PASSAGE TO READ Block Start
On where metal is headed: Metal and all its subgenres are heading in directions where they feel they need to be—the clean-cut screamers, the bearded growlers, the ones who sing, the ones who feel 260 bpm is much too slow, the performers, the classical lovers, the black/death/heavy/nu metalers. We all are so different in our tastes and flavors but we all have one basic drive: metal!

On alternative beauty vs. conventional beauty: In my eyes, I see no difference. Just show your confidence. If I see that you love and accept who you are, then hell yeah! I model, so I get to look like all sorts, [both] conventional and alternative … I think it’s fun. But at the end of the day I love just hanging out at home with no makeup on and my hair all wild and unkempt. Beauty is deeper than your skin.

Photo by Magdalena Wosinska

STYLING, KELLY BROWN AT ANDERSON HOPKINS; HAIR, BETHANY BRILL; MAKEUP, ROBERT REYES USING MAC; LOCATION, LIT LOUNGE; Patricia Field bra; Trash & Vaudeville belt and skull ring; Rodrigo Otazu at Patricia Field hat; stylist’s own bodysuit and leggings; Lee Angel ring

Alana Potocnik

Keyboardist, Winds of Plague

Favorite song to play: “Drop the Match.”
PASSAGE TO READ Block End
SOURCE DATA Block Start
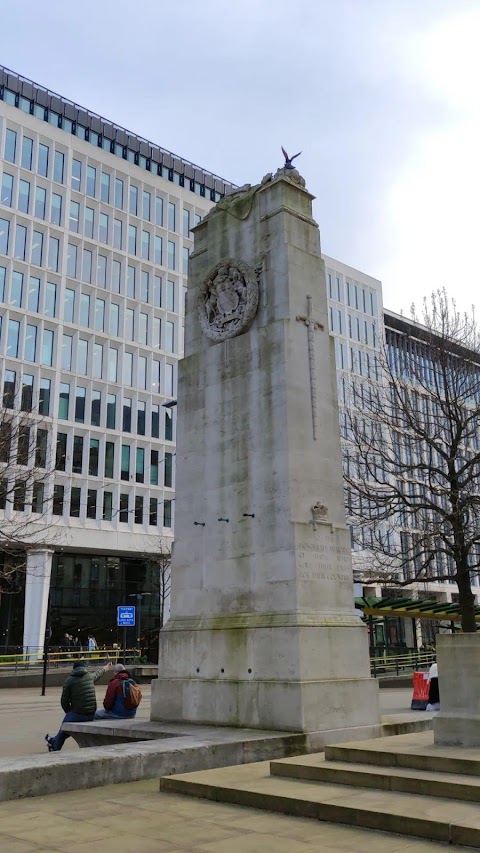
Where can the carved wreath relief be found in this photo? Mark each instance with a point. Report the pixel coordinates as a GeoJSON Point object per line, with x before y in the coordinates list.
{"type": "Point", "coordinates": [228, 300]}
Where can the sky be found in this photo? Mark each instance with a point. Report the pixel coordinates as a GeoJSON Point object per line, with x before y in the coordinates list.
{"type": "Point", "coordinates": [381, 97]}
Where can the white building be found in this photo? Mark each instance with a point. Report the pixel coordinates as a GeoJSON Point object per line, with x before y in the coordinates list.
{"type": "Point", "coordinates": [94, 243]}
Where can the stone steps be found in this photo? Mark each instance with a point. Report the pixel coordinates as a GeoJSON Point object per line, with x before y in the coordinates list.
{"type": "Point", "coordinates": [454, 787]}
{"type": "Point", "coordinates": [384, 792]}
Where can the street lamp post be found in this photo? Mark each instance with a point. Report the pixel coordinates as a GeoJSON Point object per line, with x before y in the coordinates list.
{"type": "Point", "coordinates": [139, 596]}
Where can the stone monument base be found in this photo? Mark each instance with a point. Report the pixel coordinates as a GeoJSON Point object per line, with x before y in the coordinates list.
{"type": "Point", "coordinates": [458, 722]}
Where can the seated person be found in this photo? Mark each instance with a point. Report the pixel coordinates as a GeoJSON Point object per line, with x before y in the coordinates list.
{"type": "Point", "coordinates": [116, 702]}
SOURCE DATA Block End
* _PROMPT_
In the profile of the Winds of Plague keyboardist, what is given as the favorite song to play?

* _EXERCISE OUTPUT_
"Drop the Match"